▶ [Material provided]
>>>>

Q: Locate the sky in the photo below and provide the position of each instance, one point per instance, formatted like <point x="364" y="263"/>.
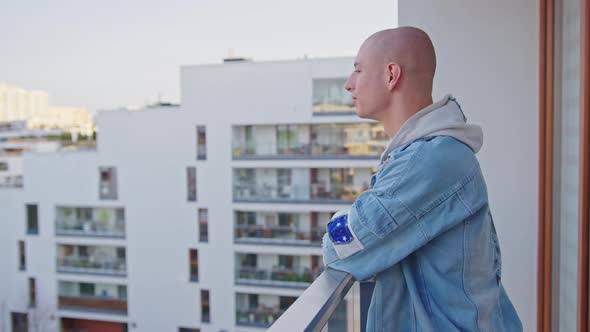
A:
<point x="109" y="54"/>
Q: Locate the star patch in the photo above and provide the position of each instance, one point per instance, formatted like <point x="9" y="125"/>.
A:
<point x="339" y="231"/>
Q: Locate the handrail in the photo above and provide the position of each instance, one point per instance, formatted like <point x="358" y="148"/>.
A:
<point x="317" y="304"/>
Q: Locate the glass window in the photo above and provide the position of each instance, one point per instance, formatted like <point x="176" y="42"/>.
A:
<point x="32" y="293"/>
<point x="191" y="182"/>
<point x="205" y="312"/>
<point x="201" y="143"/>
<point x="194" y="264"/>
<point x="330" y="96"/>
<point x="87" y="289"/>
<point x="32" y="219"/>
<point x="566" y="156"/>
<point x="108" y="183"/>
<point x="22" y="263"/>
<point x="203" y="225"/>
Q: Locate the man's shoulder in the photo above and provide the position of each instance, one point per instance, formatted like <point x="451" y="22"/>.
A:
<point x="437" y="156"/>
<point x="425" y="172"/>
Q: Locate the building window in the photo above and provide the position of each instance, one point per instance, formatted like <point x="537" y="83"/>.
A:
<point x="20" y="322"/>
<point x="330" y="97"/>
<point x="194" y="264"/>
<point x="32" y="219"/>
<point x="191" y="182"/>
<point x="108" y="183"/>
<point x="22" y="263"/>
<point x="201" y="143"/>
<point x="32" y="293"/>
<point x="205" y="313"/>
<point x="203" y="225"/>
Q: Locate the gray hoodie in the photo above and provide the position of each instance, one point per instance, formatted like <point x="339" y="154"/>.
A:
<point x="443" y="118"/>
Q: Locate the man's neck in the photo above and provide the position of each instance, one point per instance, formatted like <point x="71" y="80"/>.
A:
<point x="401" y="111"/>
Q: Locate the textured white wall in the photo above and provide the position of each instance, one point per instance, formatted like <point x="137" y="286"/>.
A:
<point x="488" y="58"/>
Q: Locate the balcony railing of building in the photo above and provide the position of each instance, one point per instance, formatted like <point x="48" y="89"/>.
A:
<point x="108" y="305"/>
<point x="91" y="228"/>
<point x="308" y="151"/>
<point x="330" y="301"/>
<point x="91" y="265"/>
<point x="297" y="278"/>
<point x="260" y="234"/>
<point x="313" y="193"/>
<point x="11" y="181"/>
<point x="261" y="316"/>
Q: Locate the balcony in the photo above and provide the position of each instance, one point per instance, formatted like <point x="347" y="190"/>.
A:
<point x="300" y="185"/>
<point x="258" y="317"/>
<point x="101" y="260"/>
<point x="295" y="278"/>
<point x="90" y="265"/>
<point x="93" y="304"/>
<point x="277" y="270"/>
<point x="90" y="222"/>
<point x="278" y="235"/>
<point x="11" y="181"/>
<point x="333" y="302"/>
<point x="92" y="297"/>
<point x="260" y="310"/>
<point x="311" y="141"/>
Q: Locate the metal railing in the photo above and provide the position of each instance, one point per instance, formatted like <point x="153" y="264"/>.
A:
<point x="278" y="234"/>
<point x="89" y="228"/>
<point x="318" y="304"/>
<point x="12" y="181"/>
<point x="301" y="277"/>
<point x="335" y="150"/>
<point x="314" y="192"/>
<point x="92" y="265"/>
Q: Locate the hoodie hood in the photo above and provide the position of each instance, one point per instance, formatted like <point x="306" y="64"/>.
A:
<point x="443" y="118"/>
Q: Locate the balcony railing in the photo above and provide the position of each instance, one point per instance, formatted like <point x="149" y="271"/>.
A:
<point x="322" y="304"/>
<point x="94" y="304"/>
<point x="91" y="265"/>
<point x="282" y="235"/>
<point x="92" y="228"/>
<point x="313" y="193"/>
<point x="258" y="317"/>
<point x="342" y="150"/>
<point x="298" y="278"/>
<point x="11" y="181"/>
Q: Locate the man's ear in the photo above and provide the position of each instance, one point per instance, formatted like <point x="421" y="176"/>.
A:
<point x="394" y="73"/>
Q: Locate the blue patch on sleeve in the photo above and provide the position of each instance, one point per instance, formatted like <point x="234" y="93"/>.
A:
<point x="338" y="230"/>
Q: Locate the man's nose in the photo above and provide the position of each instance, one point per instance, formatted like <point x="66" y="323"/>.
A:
<point x="348" y="85"/>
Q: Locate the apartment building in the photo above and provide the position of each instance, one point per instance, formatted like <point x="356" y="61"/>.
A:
<point x="203" y="217"/>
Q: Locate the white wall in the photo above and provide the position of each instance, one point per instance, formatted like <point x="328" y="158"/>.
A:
<point x="488" y="58"/>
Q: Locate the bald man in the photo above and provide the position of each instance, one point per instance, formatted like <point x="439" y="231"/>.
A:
<point x="424" y="230"/>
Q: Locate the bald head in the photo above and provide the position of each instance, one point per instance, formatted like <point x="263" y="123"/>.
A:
<point x="409" y="47"/>
<point x="393" y="76"/>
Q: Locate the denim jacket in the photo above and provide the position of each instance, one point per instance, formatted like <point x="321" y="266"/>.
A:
<point x="424" y="232"/>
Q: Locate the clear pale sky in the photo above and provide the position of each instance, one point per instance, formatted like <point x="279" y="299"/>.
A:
<point x="108" y="54"/>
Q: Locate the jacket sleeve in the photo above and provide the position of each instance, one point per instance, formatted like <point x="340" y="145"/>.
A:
<point x="422" y="191"/>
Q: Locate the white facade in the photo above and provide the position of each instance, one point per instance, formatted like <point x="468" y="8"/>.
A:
<point x="33" y="106"/>
<point x="161" y="225"/>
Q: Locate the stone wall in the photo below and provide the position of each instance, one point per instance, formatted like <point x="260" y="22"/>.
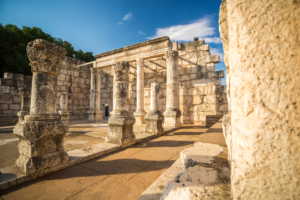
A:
<point x="201" y="92"/>
<point x="262" y="55"/>
<point x="73" y="80"/>
<point x="76" y="82"/>
<point x="10" y="98"/>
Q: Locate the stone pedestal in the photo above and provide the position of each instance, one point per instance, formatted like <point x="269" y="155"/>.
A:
<point x="41" y="133"/>
<point x="172" y="113"/>
<point x="25" y="103"/>
<point x="154" y="117"/>
<point x="139" y="114"/>
<point x="120" y="124"/>
<point x="63" y="112"/>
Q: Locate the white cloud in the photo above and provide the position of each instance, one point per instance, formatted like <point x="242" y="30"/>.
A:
<point x="142" y="33"/>
<point x="201" y="28"/>
<point x="127" y="17"/>
<point x="215" y="40"/>
<point x="215" y="51"/>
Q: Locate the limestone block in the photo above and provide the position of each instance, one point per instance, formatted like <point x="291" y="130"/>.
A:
<point x="62" y="77"/>
<point x="3" y="106"/>
<point x="203" y="47"/>
<point x="6" y="82"/>
<point x="46" y="149"/>
<point x="7" y="112"/>
<point x="199" y="183"/>
<point x="17" y="99"/>
<point x="19" y="77"/>
<point x="8" y="75"/>
<point x="4" y="89"/>
<point x="226" y="125"/>
<point x="184" y="78"/>
<point x="200" y="153"/>
<point x="14" y="107"/>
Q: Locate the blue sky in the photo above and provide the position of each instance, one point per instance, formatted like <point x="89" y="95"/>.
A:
<point x="100" y="26"/>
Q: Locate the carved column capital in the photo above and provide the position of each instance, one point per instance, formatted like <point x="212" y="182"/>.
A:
<point x="25" y="92"/>
<point x="121" y="70"/>
<point x="172" y="55"/>
<point x="45" y="56"/>
<point x="139" y="61"/>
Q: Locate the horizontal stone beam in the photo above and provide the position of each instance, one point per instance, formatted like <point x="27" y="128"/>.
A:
<point x="146" y="51"/>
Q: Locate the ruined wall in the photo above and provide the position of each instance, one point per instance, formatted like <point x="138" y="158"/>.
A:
<point x="262" y="55"/>
<point x="10" y="98"/>
<point x="73" y="80"/>
<point x="76" y="82"/>
<point x="201" y="92"/>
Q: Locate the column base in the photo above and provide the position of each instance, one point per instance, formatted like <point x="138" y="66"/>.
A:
<point x="91" y="115"/>
<point x="120" y="129"/>
<point x="154" y="123"/>
<point x="98" y="115"/>
<point x="139" y="117"/>
<point x="172" y="119"/>
<point x="64" y="116"/>
<point x="40" y="143"/>
<point x="21" y="115"/>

<<<<

Your answer must be one number: how many lines of the entries hold the string "below".

▶ [Exercise solution] 2